EXERCISE DETAILS.
Return the lines from the line containing "One point goes on each instance of the dark" onward. Each must match exactly, and the last line of the listing below must be included.

DATA FOR PROCESSING.
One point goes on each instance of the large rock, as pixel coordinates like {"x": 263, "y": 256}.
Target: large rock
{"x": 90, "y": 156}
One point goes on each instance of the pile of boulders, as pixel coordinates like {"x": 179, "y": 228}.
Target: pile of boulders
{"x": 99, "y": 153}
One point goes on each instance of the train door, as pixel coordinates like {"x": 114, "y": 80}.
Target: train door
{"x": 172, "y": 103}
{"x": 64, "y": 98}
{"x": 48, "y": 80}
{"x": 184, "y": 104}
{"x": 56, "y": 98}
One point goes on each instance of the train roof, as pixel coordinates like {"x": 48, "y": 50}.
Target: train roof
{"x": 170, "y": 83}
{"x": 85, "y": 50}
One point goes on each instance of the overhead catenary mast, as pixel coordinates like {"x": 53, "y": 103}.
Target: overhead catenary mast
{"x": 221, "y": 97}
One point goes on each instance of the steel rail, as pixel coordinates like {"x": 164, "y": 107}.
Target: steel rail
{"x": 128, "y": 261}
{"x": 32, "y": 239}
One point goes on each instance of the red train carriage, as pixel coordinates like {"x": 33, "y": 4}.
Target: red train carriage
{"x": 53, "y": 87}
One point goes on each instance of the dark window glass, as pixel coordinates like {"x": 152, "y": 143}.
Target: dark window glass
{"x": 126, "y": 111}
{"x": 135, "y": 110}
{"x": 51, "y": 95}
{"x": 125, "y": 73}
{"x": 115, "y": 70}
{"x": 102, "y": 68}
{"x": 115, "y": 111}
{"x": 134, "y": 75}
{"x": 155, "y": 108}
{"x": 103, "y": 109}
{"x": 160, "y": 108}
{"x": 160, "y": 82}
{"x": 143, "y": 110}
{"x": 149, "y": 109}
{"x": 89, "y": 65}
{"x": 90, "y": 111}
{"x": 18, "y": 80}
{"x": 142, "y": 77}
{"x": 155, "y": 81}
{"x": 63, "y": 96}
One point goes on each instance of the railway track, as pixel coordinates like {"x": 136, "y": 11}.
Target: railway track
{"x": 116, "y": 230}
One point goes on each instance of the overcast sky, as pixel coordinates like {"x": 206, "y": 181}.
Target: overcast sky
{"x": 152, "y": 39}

RESPONSE AREA.
One point goes on each instance of the dark window glass, as pixel coordinates like {"x": 152, "y": 143}.
Target: dark window glass
{"x": 126, "y": 111}
{"x": 135, "y": 110}
{"x": 51, "y": 95}
{"x": 125, "y": 73}
{"x": 115, "y": 70}
{"x": 102, "y": 68}
{"x": 115, "y": 111}
{"x": 134, "y": 75}
{"x": 155, "y": 108}
{"x": 103, "y": 109}
{"x": 160, "y": 108}
{"x": 160, "y": 82}
{"x": 143, "y": 110}
{"x": 149, "y": 109}
{"x": 89, "y": 65}
{"x": 90, "y": 111}
{"x": 18, "y": 80}
{"x": 142, "y": 77}
{"x": 155, "y": 81}
{"x": 63, "y": 96}
One point goes on each instance of the railway track, as pixel coordinates like {"x": 136, "y": 11}.
Target: railway track
{"x": 116, "y": 230}
One point goes on each instance of the overcast sky, as pixel coordinates like {"x": 206, "y": 181}.
Target: overcast sky
{"x": 152, "y": 39}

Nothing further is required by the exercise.